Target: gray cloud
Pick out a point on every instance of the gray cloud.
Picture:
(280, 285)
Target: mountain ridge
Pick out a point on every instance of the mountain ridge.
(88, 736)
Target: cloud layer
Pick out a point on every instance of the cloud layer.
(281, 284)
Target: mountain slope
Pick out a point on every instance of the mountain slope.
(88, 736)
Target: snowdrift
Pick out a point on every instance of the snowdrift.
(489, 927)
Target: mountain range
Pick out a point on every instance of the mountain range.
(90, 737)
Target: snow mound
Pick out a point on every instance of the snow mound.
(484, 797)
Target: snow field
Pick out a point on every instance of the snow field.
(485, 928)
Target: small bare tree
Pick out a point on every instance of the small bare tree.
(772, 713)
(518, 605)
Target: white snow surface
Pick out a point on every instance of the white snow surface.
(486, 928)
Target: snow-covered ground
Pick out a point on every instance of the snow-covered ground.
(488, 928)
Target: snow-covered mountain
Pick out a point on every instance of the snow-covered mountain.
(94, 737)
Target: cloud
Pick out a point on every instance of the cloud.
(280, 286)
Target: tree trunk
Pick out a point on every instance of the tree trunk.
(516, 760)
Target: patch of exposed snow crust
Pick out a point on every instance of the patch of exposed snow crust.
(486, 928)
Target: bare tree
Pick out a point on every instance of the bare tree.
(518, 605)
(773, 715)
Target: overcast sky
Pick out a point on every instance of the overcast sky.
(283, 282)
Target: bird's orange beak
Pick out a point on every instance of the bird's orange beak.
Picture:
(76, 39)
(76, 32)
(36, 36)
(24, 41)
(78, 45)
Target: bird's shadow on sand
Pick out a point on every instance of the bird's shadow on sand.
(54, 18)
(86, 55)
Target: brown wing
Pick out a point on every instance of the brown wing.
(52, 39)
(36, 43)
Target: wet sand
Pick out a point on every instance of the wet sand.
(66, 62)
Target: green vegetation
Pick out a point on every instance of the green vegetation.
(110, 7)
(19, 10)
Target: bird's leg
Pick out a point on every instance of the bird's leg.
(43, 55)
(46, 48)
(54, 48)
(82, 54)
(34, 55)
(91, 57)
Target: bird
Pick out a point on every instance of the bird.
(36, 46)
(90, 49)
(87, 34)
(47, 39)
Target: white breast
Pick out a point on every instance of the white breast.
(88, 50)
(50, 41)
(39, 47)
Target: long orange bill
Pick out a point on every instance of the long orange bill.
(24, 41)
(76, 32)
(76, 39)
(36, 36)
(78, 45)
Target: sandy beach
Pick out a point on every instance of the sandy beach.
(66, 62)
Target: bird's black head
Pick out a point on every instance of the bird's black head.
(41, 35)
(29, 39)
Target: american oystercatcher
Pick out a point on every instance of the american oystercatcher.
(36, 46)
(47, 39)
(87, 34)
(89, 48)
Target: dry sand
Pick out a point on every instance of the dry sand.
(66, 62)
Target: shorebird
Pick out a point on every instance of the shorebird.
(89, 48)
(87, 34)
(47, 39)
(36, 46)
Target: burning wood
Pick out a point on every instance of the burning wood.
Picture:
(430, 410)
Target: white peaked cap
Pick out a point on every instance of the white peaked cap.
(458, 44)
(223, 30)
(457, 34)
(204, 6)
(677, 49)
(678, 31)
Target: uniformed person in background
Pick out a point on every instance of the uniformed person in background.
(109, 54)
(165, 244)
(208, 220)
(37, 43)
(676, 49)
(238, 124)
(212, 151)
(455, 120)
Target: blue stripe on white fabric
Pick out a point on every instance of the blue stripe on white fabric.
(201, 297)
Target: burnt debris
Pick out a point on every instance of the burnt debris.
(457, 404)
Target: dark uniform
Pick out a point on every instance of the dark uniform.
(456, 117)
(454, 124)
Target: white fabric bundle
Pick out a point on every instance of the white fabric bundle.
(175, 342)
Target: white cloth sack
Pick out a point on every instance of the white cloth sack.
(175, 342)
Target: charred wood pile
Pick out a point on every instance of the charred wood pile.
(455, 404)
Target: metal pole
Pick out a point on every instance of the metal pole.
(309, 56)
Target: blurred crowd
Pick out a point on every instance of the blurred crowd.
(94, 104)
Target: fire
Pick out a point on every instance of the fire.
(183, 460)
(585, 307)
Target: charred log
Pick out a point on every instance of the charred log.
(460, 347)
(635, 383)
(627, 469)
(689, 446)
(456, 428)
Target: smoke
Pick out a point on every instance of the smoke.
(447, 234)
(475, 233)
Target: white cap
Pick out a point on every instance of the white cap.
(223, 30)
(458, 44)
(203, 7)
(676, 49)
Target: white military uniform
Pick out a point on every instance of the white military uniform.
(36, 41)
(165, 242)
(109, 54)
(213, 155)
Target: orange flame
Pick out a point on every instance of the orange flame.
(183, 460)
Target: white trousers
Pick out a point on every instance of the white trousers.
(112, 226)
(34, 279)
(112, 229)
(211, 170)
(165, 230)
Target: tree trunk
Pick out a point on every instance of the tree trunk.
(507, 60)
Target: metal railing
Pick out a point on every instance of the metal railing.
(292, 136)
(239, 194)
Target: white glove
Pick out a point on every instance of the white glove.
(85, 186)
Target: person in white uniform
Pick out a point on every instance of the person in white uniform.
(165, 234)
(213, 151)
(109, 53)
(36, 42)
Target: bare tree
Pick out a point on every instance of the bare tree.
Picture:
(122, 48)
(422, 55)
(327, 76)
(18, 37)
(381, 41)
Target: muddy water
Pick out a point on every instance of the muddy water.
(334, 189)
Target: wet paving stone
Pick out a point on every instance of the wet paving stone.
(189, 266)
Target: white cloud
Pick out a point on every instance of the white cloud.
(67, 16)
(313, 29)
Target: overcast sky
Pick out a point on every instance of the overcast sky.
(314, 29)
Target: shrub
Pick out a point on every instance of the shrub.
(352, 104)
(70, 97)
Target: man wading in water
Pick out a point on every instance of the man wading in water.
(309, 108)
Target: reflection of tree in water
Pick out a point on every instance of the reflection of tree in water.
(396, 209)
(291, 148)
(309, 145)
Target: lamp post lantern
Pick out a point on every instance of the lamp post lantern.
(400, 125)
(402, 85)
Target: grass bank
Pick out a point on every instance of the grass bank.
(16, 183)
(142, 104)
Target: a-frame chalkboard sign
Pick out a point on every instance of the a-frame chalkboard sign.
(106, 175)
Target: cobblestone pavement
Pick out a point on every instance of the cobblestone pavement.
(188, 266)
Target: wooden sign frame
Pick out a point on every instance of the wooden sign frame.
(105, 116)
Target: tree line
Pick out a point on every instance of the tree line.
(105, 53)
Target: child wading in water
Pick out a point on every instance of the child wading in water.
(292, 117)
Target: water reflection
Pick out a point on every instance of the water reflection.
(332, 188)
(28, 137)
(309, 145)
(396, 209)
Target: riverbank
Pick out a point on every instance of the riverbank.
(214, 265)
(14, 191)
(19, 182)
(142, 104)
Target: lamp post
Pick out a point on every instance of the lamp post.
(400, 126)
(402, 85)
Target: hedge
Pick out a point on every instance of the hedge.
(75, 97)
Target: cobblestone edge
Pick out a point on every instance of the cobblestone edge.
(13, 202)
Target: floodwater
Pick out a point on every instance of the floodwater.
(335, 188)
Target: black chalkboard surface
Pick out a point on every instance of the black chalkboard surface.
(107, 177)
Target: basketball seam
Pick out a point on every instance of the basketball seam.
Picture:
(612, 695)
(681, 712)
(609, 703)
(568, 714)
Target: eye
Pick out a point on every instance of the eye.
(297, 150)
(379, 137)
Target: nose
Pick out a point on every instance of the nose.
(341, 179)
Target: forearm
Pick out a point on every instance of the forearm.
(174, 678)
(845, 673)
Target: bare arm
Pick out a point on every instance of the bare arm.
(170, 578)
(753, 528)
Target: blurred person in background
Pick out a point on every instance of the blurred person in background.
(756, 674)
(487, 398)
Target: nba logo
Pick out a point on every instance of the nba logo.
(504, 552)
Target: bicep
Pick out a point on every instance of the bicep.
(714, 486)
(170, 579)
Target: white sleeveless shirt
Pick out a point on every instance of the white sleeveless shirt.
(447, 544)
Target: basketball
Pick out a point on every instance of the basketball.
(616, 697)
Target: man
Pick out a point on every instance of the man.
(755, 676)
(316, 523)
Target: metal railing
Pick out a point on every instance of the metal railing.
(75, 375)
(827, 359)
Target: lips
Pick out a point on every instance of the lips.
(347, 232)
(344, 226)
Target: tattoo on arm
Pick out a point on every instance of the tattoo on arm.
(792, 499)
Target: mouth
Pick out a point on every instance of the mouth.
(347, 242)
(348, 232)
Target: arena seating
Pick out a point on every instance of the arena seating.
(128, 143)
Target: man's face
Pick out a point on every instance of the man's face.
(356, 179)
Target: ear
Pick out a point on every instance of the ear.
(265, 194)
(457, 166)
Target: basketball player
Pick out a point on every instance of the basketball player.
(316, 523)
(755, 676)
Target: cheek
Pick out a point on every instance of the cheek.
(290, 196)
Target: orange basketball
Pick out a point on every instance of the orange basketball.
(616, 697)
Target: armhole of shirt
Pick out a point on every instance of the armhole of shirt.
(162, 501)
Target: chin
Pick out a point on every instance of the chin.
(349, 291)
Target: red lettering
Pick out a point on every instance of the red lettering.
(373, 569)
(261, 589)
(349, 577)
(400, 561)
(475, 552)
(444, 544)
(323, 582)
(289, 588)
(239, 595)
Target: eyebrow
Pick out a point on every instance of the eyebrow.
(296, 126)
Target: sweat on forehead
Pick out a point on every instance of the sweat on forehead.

========================================

## Required task
Find the line that contains "Target: lips". Repeat it and every line after it, exactly as written, up to and including the last line of the records above.

## Answer below
Target: lips
Pick out a point on every instance of the lips.
(347, 232)
(344, 226)
Target: tattoo on arm
Pick out a point on every instance of the tattoo on arm.
(792, 499)
Target: mouth
Pick out a point on every instance of the mouth.
(347, 242)
(348, 232)
Target: arena seating
Pick out a point on every instance of the arena seating.
(128, 143)
Target: man's face
Pick out a point on every instance of the man's face.
(356, 179)
Target: ear
Pick out a point on every instance of the ear.
(265, 194)
(457, 166)
Target: basketball player
Pick out a point on every instance of the basketball player.
(316, 523)
(755, 676)
Target: cheek
Pick out a point on every instance of the cheek.
(290, 196)
Target: orange basketball
Pick out a point on every instance of the orange basketball.
(616, 697)
Target: armhole of shirt
Pick out a point on every instance of the armhole of shirt.
(162, 501)
Target: chin
Pick out a point on every instance of the chin.
(349, 291)
Target: red lettering
Pick out a point on every instance of the red lettering.
(373, 569)
(261, 589)
(349, 577)
(400, 561)
(475, 552)
(444, 544)
(323, 582)
(289, 588)
(239, 595)
Target: eyebrow
Pick out a point on every instance of the eyebrow.
(296, 126)
Target: sweat on forehead
Pick out a point on every instance of the sweat on forehead.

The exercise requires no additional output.